# [演習用文章]
- - -

妊娠する力「妊孕能」とは|不妊治療について

妊娠する力「妊孕能」とは

卵子の質の低下と対策

女性の妊孕能(にんようのう:妊娠できる能力)は20歳代前半がピークであり、20代後半から徐々に衰え始め、30代後半で急速に低下します。不妊症治療の成績を左右する最も重要な因子が年齢です。

女性は100~200万個の卵子を持って生まれてきますが、精子と異なり卵子は女性の生涯の間に決して新しく作られることはありません。加齢に伴い徐々に数が減っていき、初潮を迎える頃には30万個、妊娠できる時期には10~30万個、37~38歳で2万5千個以下になると卵胞数減少の加速期に入り、その後の十数年で1000個以下となり50歳前後で閉経を迎えます。

毎月1個ずつ卵胞は発育するのではありません。毎月1000個位が月経と関係なく育ちはじめ、3~4ヶ月位かかって成熟してきたもののうち、月経周期と一致する都合のよい大きさの卵胞が1個だけ選ばれて排卵し、残りはすべてしぼんでいきます。すなわち、卵子は毎日30~40個ずつなくなっていく計算になります。

- - -

# [取り組む課題]
1. 妊孕能についての文章から、「妊娠する力「妊孕能」とは|不妊治療について」で始まり「50歳前後で閉経を迎えます。」で終わる部分を、一字一句違えずに書き写してください。
2. 妊孕能についての文章で「女性は100~200万個の卵子を持って生まれてきますが」で始まる段落から、時期ごとに示された卵子または卵胞の数を、その時期とともにすべて挙げてください。
次のエントリは、この文章とは別の出典から取ったものです。

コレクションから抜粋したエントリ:
- - -

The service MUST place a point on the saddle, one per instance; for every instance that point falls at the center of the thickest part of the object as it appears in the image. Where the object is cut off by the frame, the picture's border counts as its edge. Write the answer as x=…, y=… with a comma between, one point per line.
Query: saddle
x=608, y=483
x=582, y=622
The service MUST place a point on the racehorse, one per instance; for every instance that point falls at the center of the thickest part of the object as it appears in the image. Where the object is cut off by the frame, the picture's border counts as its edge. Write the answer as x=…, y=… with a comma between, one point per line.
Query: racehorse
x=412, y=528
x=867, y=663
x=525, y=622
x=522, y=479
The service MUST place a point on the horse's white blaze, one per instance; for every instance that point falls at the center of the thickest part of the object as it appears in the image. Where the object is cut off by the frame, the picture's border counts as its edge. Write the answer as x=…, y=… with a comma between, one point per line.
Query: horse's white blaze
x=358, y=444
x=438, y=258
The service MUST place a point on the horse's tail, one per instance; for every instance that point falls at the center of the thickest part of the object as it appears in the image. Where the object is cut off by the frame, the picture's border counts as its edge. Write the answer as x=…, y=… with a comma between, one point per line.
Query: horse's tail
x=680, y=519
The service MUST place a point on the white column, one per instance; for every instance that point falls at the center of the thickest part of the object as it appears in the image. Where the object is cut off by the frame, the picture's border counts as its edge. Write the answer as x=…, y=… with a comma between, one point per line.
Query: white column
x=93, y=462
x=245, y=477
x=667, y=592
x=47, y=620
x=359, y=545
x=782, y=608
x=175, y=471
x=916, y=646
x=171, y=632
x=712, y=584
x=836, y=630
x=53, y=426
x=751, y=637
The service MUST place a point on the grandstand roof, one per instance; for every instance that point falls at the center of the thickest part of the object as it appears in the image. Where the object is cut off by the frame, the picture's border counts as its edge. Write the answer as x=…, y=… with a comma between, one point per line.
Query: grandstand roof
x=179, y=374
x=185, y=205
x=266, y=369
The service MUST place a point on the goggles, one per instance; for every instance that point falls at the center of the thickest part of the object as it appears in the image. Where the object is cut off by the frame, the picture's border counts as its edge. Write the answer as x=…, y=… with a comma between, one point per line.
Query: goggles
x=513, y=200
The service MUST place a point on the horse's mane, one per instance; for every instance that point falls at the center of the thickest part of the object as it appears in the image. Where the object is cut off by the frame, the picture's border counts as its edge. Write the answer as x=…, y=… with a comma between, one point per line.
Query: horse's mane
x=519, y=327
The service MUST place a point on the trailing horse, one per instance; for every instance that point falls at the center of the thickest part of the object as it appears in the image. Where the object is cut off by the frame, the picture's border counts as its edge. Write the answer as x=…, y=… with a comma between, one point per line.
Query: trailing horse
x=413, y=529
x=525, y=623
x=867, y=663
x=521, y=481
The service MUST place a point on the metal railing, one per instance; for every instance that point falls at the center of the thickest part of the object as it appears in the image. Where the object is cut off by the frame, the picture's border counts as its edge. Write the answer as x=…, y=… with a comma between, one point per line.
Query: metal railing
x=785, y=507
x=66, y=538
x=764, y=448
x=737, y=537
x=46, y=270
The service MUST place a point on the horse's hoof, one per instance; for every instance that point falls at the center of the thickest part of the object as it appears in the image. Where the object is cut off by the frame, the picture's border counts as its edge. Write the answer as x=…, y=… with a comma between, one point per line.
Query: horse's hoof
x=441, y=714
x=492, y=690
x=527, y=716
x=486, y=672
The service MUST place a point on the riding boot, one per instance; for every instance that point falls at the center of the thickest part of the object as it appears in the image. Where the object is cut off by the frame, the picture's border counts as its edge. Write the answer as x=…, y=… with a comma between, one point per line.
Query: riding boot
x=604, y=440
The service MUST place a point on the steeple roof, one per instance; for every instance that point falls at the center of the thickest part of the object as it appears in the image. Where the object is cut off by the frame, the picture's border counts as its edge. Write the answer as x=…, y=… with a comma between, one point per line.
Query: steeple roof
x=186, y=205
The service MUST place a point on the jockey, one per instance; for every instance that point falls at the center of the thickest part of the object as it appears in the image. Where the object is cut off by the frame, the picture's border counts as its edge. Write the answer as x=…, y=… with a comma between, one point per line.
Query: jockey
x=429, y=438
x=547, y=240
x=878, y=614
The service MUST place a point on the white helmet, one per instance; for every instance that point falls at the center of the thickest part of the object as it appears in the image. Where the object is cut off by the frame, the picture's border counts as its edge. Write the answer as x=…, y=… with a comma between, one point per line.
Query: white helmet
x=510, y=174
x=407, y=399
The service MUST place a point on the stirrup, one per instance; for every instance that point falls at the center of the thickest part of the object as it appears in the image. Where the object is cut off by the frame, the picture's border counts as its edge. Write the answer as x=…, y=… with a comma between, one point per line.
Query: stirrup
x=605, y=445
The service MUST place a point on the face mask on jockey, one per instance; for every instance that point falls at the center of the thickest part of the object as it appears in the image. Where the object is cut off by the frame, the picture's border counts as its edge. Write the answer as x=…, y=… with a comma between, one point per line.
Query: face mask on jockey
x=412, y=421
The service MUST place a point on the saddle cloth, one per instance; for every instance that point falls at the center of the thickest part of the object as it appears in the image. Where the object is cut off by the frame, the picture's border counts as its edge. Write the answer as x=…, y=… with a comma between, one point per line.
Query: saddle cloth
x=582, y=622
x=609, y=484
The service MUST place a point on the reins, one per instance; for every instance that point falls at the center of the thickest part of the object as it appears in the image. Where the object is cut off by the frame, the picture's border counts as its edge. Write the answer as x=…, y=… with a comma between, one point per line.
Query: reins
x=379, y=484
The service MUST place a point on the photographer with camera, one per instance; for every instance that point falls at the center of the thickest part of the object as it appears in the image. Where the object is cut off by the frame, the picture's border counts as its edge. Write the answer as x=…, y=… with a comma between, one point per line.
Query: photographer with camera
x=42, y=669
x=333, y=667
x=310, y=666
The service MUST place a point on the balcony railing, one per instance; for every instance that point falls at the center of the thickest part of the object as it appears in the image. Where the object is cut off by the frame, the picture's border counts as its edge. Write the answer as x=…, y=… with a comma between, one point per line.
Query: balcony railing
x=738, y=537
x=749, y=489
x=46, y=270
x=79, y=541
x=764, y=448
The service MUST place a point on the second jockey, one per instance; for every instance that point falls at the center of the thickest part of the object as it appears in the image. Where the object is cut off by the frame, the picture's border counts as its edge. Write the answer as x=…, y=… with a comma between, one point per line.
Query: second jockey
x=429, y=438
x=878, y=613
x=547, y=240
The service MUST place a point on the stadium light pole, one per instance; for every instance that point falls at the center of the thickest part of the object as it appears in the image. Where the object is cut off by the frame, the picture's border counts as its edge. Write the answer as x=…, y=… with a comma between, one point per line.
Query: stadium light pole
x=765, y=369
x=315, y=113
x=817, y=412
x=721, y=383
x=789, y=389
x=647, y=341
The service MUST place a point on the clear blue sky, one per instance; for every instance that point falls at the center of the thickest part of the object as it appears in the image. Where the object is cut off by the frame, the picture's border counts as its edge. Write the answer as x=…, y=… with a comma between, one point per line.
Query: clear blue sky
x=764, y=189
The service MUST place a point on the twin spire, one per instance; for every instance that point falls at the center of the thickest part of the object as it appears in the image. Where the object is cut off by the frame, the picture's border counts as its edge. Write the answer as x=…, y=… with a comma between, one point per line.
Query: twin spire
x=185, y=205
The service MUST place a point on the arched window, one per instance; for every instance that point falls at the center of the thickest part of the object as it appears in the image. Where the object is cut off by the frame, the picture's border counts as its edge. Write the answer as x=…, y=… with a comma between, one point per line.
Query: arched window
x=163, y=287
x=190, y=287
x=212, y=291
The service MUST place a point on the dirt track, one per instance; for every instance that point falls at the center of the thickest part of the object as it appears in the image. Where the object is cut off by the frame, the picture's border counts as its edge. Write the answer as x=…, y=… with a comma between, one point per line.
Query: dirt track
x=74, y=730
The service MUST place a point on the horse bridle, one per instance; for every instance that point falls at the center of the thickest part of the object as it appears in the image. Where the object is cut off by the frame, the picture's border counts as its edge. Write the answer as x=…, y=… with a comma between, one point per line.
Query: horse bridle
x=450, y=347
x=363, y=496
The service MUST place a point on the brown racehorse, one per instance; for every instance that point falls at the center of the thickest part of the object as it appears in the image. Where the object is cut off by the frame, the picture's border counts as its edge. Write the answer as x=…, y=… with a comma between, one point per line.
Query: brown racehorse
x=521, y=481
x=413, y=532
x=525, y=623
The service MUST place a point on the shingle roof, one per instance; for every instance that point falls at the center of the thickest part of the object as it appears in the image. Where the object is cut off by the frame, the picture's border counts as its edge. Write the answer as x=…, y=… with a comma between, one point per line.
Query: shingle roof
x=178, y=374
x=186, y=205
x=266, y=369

- - -

# [課題の解答]
1.
妊娠する力「妊孕能」とは|不妊治療について

妊娠する力「妊孕能」とは

卵子の質の低下と対策

女性の妊孕能(にんようのう:妊娠できる能力)は20歳代前半がピークであり、20代後半から徐々に衰え始め、30代後半で急速に低下します。不妊症治療の成績を左右する最も重要な因子が年齢です。

女性は100~200万個の卵子を持って生まれてきますが、精子と異なり卵子は女性の生涯の間に決して新しく作られることはありません。加齢に伴い徐々に数が減っていき、初潮を迎える頃には30万個、妊娠できる時期には10~30万個、37~38歳で2万5千個以下になると卵胞数減少の加速期に入り、その後の十数年で1000個以下となり50歳前後で閉経を迎えます。

2.
・生まれたとき:100~200万個
・初潮を迎える頃:30万個
・妊娠できる時期:10~30万個
・37~38歳:2万5千個以下
・その後の十数年:1000個以下